▶ SOURCE TEXT

SPECIFICATION Improvements relating to flap valves The invention relates to flap valves. Such valves have a valve body and a hinged flap therein operable from outside the body to move between open and closed positions.

One known type of flap valve has a flap around whose edge there is an elastic seal which, in the closed position, is pressed against a fixed sealing face in the valve body. In some versions an eccentric disposition of the flap axis in relation to the pipe axis achieves a wedge-like clamping action of the sealing faces to improve the sealing effect. However, this is limited since it depends solely on the mechanical closing force with which the two sealing faces are pressed together. At high pressures or high temperatures, stress deformations or heat expansion in the body and in the flap assembly can impair the seal.

In another known flap valve a sealing ring fixed on the flap rim co-operates with an elastic, hollow sealing member on the valve body. In the closed position this sealing member is pressed against the sealing ring, either by being inflated by an outside pressure medium or by means of the pressure inherent in the medium sealed off within it. This type of flap valve is complicated, susceptible to breakdown and, as a result of the use of elastic materials, suitable only for limited pressures and temperatures.

In a further known flap valve there is again a sealing ring fixed on the flap rim, while a sealing ring in the valve body is movable, being urgeable by an outside pressure medium against the sealing ring on the flap rim. Generally, ring pistons or annular spring elements are used in such cases and are accommodated in the body of the valve.

Flap valves of this type require movable sealing elements for the body sealing ring, with accurately sized precision components whose functioning can be adversely affected by stress deformation and heat expansion at high pressures or at high temperatures. The scope of use of such flap valves is therefore limited.

The present aim is to provide a flap valve which is suitable for high temperatures and which is so constructed that a reliable sealing action is achieved at high pressures. The components of the flap valve should be largely insensitive both to stress deformation and also to heat expansion, while operation of the valve should be readily possible with no outside pressure media or other aids.

According to the present invention there is provided a flap valve having a valve body and a hinged flap therein operable from outside the body to move between open and closed positions, wherein the flap comprises a journalled gate and a rigid sealing member carried thereby for cooperating with an interior sealing surface of the valve body in the valve closed position, the sealing member being guided by and spring biased in relation to the gate so that it is urged into its sealing position, and wherein a linkage extends co-axially through one of the gate journals and is coupled to the sealing member whereby the sealing member can be moved relative to the gate from the exterior of the valve body.

▶ LISTING

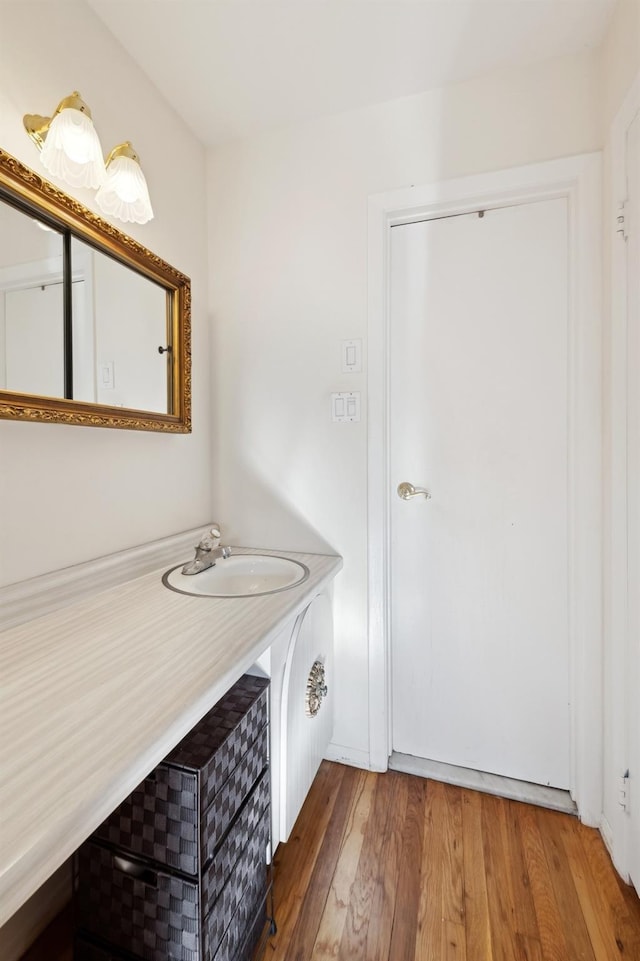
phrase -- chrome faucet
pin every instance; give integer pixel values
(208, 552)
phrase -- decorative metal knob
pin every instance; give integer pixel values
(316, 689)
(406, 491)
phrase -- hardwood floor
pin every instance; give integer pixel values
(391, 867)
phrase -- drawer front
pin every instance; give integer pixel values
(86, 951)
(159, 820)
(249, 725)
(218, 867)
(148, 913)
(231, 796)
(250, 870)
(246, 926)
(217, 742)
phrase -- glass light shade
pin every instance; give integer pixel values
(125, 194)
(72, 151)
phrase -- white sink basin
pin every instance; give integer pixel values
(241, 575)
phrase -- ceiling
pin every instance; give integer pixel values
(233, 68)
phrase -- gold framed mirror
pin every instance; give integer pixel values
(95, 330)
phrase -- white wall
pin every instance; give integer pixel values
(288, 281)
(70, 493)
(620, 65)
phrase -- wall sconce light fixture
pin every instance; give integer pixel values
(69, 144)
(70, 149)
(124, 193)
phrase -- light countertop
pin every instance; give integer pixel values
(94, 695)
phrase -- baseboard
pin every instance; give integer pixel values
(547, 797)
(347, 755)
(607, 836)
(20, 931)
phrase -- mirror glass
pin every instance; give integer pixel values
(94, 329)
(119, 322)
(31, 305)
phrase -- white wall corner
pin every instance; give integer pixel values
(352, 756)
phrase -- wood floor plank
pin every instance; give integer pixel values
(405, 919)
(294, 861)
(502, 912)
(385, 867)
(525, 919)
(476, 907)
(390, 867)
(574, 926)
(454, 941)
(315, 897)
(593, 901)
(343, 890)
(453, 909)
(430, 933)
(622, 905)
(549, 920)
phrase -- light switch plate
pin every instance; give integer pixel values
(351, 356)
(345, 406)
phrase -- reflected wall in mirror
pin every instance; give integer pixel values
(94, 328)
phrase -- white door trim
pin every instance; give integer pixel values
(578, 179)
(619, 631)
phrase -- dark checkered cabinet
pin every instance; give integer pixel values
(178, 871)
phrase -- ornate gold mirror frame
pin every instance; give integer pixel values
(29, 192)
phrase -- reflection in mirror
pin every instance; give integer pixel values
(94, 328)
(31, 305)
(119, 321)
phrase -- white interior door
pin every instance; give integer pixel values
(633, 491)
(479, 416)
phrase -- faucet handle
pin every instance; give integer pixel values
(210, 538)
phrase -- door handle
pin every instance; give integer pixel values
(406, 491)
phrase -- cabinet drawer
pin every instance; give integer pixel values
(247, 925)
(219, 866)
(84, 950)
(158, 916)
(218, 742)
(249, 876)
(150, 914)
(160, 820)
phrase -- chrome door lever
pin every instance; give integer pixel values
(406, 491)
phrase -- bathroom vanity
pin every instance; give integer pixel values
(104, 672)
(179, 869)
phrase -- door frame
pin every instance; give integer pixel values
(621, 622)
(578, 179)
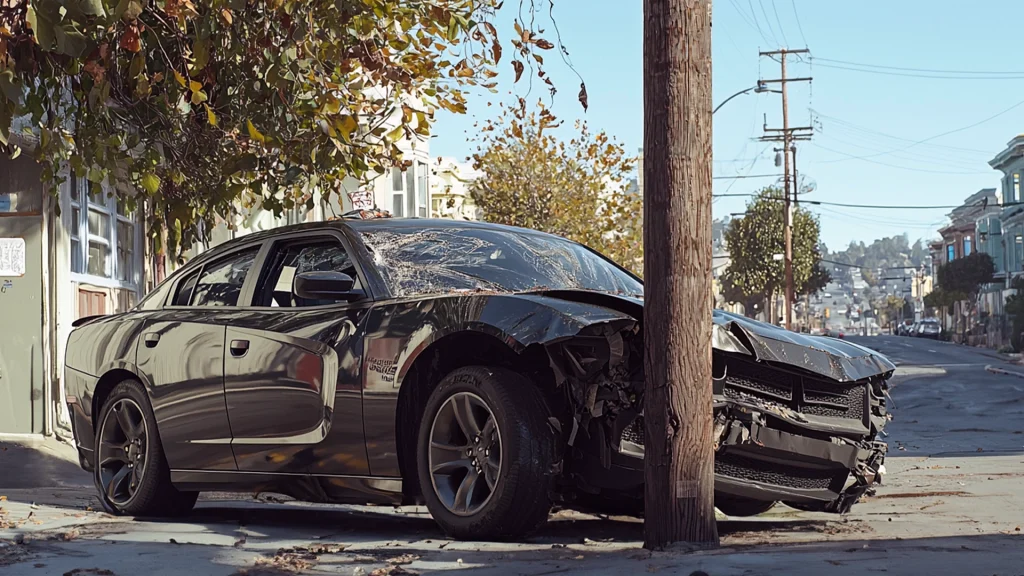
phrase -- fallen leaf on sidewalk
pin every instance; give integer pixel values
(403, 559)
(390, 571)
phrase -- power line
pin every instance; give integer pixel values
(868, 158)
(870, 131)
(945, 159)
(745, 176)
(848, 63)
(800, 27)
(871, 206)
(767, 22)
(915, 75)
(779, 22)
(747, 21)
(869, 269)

▶ GIVEN PROBLEM
In the flap valve specification above, why is the sealing improvement from an eccentrically placed flap axis limited? Explain in one to three sentences.

▶ FINISHED ANSWER
The improvement depends solely on the mechanical closing force that presses the two sealing faces together. At high pressures or high temperatures, stress deformations or heat expansion in the valve body and flap assembly can impair the seal.